# [Rows]
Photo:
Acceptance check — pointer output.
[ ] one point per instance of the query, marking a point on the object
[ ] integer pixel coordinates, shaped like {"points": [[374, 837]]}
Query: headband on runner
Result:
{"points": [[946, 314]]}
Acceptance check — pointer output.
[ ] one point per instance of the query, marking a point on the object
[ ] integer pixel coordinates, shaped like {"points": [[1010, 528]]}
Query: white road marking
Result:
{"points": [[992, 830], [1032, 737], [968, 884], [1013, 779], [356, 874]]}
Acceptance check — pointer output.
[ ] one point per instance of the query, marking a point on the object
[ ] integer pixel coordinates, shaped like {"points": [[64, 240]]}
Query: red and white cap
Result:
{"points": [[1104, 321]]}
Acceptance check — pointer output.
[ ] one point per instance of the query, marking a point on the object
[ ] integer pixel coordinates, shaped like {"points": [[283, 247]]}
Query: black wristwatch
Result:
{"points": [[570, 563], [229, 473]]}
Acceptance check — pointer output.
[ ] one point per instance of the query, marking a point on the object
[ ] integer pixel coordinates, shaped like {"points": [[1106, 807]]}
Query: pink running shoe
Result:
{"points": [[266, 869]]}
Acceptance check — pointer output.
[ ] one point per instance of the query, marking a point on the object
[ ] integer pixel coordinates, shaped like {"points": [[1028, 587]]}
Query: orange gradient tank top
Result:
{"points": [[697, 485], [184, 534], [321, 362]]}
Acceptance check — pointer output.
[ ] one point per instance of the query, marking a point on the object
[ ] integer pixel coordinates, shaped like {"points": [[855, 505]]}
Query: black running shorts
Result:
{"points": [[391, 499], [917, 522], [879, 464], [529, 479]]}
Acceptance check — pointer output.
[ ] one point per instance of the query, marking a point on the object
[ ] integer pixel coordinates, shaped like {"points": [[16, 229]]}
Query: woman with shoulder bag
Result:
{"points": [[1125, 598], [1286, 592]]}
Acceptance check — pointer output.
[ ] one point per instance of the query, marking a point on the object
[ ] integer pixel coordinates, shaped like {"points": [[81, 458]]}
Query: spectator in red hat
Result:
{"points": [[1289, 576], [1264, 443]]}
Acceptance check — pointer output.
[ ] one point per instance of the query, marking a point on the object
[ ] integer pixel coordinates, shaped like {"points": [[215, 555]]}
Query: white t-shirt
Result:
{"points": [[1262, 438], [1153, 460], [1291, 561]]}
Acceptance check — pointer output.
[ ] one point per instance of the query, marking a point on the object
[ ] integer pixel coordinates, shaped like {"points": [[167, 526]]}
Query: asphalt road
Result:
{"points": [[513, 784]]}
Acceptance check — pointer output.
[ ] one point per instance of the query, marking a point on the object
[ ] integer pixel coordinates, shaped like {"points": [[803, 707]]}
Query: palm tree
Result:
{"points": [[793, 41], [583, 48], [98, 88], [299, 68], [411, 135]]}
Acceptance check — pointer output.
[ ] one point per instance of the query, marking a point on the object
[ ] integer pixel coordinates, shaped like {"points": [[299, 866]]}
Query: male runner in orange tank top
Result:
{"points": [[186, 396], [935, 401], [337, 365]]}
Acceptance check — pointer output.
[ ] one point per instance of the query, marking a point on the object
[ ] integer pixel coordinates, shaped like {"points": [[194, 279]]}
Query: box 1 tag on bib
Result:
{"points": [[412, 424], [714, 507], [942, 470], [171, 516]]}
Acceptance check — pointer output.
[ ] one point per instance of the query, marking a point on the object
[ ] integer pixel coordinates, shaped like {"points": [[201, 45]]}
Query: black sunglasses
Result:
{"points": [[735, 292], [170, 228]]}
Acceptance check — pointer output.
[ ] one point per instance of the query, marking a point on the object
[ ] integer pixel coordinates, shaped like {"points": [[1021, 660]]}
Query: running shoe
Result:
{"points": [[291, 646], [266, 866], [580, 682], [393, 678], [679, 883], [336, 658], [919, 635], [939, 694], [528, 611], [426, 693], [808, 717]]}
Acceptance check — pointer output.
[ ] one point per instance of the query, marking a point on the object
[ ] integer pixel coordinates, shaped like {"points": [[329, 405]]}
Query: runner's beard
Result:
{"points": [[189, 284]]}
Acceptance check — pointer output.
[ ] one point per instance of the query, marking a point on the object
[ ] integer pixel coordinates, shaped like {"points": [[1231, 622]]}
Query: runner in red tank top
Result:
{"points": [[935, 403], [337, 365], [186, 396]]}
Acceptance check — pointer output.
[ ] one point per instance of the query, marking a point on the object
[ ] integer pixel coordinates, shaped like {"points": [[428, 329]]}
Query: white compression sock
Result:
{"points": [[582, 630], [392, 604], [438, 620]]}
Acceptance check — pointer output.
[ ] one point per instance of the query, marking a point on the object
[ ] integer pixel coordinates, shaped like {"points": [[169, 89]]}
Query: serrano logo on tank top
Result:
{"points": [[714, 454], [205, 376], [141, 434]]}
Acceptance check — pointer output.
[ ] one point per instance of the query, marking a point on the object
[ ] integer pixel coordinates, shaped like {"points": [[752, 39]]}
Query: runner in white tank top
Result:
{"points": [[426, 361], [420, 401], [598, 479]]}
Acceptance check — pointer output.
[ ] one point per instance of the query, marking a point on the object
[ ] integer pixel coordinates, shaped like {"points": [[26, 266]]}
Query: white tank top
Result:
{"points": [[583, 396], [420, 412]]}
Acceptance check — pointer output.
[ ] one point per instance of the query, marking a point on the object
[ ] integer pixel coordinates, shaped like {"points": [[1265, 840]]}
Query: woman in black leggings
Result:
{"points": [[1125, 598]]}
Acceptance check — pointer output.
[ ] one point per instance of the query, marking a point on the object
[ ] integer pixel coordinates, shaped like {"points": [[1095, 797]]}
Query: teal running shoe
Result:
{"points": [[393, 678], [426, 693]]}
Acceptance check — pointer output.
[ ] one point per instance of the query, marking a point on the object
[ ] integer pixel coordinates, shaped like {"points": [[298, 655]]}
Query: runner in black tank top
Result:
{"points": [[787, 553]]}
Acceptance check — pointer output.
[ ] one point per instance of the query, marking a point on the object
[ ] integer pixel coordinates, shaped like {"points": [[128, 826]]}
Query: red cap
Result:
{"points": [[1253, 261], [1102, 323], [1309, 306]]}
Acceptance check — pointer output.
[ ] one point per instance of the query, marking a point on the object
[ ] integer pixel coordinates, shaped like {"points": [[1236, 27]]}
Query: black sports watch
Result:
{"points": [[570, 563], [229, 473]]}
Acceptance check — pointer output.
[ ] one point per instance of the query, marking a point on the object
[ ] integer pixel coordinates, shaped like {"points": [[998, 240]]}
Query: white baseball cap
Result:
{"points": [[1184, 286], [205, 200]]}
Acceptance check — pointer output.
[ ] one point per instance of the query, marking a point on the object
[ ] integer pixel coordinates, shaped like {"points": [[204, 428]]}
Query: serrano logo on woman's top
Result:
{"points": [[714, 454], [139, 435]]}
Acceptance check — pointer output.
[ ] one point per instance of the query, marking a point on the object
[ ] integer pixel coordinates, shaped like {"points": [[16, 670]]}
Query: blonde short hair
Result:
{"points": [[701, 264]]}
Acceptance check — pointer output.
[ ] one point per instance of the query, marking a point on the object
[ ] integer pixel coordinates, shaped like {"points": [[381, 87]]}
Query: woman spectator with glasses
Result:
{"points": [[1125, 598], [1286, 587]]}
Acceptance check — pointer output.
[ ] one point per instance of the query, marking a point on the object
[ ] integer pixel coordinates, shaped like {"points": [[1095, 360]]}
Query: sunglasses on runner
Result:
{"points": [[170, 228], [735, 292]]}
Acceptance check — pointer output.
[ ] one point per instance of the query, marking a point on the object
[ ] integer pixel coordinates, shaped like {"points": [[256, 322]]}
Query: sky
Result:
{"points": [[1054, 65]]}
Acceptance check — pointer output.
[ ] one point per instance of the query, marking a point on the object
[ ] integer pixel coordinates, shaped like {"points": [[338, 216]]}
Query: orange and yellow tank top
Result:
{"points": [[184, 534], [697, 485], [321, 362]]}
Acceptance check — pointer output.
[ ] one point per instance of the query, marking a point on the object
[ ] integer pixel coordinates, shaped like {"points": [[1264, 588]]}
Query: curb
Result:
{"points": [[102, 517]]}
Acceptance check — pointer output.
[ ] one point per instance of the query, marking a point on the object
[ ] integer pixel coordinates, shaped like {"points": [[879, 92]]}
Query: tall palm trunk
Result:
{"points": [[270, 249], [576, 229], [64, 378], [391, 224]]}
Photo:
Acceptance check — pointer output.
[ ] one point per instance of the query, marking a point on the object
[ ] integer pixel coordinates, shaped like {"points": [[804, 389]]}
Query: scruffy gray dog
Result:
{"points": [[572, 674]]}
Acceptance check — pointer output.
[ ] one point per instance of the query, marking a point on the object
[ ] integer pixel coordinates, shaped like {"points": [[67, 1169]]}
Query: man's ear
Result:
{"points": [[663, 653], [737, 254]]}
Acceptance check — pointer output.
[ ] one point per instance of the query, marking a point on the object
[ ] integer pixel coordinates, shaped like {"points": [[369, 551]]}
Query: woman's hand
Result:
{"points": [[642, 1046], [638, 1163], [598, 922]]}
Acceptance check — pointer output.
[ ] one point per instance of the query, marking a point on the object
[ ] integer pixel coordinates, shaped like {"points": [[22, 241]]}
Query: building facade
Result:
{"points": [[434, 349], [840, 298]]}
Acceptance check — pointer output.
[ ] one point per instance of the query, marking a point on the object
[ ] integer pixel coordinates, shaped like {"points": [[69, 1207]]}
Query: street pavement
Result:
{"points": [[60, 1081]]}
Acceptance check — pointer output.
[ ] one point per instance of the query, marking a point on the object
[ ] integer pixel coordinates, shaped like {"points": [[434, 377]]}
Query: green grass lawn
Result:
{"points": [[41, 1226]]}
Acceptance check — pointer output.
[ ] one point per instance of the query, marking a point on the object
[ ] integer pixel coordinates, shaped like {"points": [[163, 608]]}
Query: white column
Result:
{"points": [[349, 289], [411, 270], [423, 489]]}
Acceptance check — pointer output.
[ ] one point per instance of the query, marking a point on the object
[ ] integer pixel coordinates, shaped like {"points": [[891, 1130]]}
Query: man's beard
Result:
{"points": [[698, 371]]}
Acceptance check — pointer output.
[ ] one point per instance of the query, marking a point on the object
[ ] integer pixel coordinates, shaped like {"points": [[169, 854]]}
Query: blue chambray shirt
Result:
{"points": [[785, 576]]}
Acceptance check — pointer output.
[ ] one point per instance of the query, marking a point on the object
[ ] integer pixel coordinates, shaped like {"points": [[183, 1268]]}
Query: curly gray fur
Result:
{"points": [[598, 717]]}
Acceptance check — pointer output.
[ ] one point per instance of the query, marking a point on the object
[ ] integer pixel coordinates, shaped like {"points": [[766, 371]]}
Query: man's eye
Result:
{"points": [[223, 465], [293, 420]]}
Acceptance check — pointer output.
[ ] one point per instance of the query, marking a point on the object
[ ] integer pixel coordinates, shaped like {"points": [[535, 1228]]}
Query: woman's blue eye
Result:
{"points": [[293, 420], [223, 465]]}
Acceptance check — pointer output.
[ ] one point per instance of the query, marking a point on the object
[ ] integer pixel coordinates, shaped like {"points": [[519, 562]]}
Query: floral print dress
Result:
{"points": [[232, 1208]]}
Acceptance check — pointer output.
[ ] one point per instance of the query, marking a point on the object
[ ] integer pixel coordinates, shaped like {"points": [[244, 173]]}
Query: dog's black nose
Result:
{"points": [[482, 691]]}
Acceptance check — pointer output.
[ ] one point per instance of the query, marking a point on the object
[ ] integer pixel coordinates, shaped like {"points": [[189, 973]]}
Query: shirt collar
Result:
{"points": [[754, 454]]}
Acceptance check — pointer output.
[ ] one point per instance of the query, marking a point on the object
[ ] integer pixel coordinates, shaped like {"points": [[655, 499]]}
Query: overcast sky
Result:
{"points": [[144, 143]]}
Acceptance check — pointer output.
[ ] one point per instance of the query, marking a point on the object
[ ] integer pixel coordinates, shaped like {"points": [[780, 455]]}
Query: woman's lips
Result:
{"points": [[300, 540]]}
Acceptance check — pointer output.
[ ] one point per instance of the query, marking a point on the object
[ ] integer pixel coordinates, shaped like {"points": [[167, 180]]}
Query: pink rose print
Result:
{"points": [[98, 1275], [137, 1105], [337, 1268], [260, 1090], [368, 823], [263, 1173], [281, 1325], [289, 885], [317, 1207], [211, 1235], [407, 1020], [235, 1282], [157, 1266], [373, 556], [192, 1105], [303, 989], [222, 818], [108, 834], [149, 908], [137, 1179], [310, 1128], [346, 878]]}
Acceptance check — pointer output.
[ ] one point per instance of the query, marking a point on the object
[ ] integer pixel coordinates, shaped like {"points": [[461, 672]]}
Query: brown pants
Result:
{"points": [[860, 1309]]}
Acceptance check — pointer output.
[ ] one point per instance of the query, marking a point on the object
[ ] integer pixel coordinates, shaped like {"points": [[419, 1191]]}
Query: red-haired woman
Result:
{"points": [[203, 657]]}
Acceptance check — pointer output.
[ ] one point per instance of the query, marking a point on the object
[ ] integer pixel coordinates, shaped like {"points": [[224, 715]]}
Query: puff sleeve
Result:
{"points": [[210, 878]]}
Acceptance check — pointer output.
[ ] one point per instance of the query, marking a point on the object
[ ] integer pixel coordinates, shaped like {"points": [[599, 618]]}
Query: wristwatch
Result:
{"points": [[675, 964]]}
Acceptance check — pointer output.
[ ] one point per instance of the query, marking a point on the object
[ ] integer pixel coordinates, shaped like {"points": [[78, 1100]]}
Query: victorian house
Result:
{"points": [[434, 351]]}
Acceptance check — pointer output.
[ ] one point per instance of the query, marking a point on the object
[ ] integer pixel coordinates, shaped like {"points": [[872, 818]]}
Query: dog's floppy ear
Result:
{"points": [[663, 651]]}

# [Directions for this task]
Please list each line of the records above that contains the word "tank".

# [Correct answer]
Query: orange gradient tank top
Query: male runner in orange tank top
Query: runner in red tank top
Query: serrano logo on tank top
Query: runner in white tank top
Query: white tank top
Query: runner in black tank top
Query: orange and yellow tank top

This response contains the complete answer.